-- SUPPLIED MATERIAL follows --
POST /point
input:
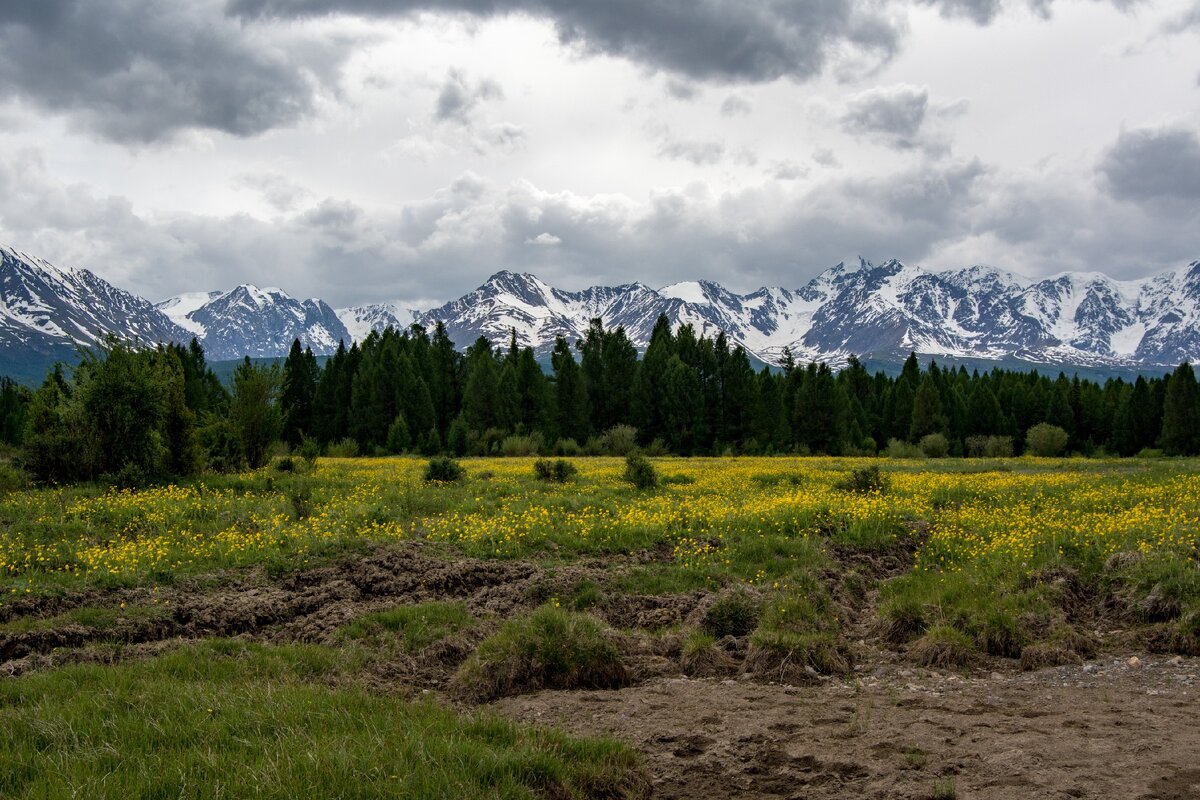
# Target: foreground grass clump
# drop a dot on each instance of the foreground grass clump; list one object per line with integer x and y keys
{"x": 551, "y": 648}
{"x": 232, "y": 720}
{"x": 414, "y": 627}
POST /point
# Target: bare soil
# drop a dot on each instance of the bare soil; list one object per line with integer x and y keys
{"x": 1097, "y": 728}
{"x": 1114, "y": 731}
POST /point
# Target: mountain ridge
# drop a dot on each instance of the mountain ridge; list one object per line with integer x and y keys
{"x": 1071, "y": 319}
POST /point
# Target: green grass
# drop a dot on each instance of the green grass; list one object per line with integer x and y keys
{"x": 414, "y": 627}
{"x": 101, "y": 618}
{"x": 551, "y": 648}
{"x": 232, "y": 720}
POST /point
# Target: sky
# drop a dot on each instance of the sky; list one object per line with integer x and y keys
{"x": 403, "y": 150}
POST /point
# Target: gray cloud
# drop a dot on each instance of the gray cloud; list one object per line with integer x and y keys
{"x": 139, "y": 71}
{"x": 459, "y": 97}
{"x": 700, "y": 152}
{"x": 717, "y": 40}
{"x": 894, "y": 114}
{"x": 736, "y": 104}
{"x": 900, "y": 116}
{"x": 981, "y": 12}
{"x": 1153, "y": 164}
-- SUPPLIED MATERIAL concluded --
Please retype the listing exactly, leaving out any images.

POST /point
input:
# Target: foreground grass clump
# drop a dot on each instance of the foreground grass clump; list one object per line with integer x and y keys
{"x": 551, "y": 648}
{"x": 232, "y": 720}
{"x": 414, "y": 627}
POST /point
# Target: bare soil
# drop a dot on each instance of the bare soil; list one object per line with integer x and y keys
{"x": 1097, "y": 728}
{"x": 1114, "y": 731}
POST /point
# Target: mountain ridge
# drop a dot on each instance of the mountain ridge; list one object per line with integer x and y keys
{"x": 1071, "y": 319}
POST /point
# Target: green grass
# drop a dot on each instance of the green grass; list one object per line with integer x and y keys
{"x": 414, "y": 627}
{"x": 101, "y": 618}
{"x": 551, "y": 648}
{"x": 232, "y": 720}
POST /point
# Target: sky
# drop a dot on each instance of the sky; list one object per line with integer x and y keys
{"x": 403, "y": 150}
POST /point
# Target: gray cloud
# drop a dot on each instance of the gray cloud; list one object per line with integer x and y keys
{"x": 139, "y": 71}
{"x": 459, "y": 97}
{"x": 700, "y": 152}
{"x": 717, "y": 40}
{"x": 894, "y": 114}
{"x": 736, "y": 104}
{"x": 900, "y": 116}
{"x": 981, "y": 12}
{"x": 1153, "y": 164}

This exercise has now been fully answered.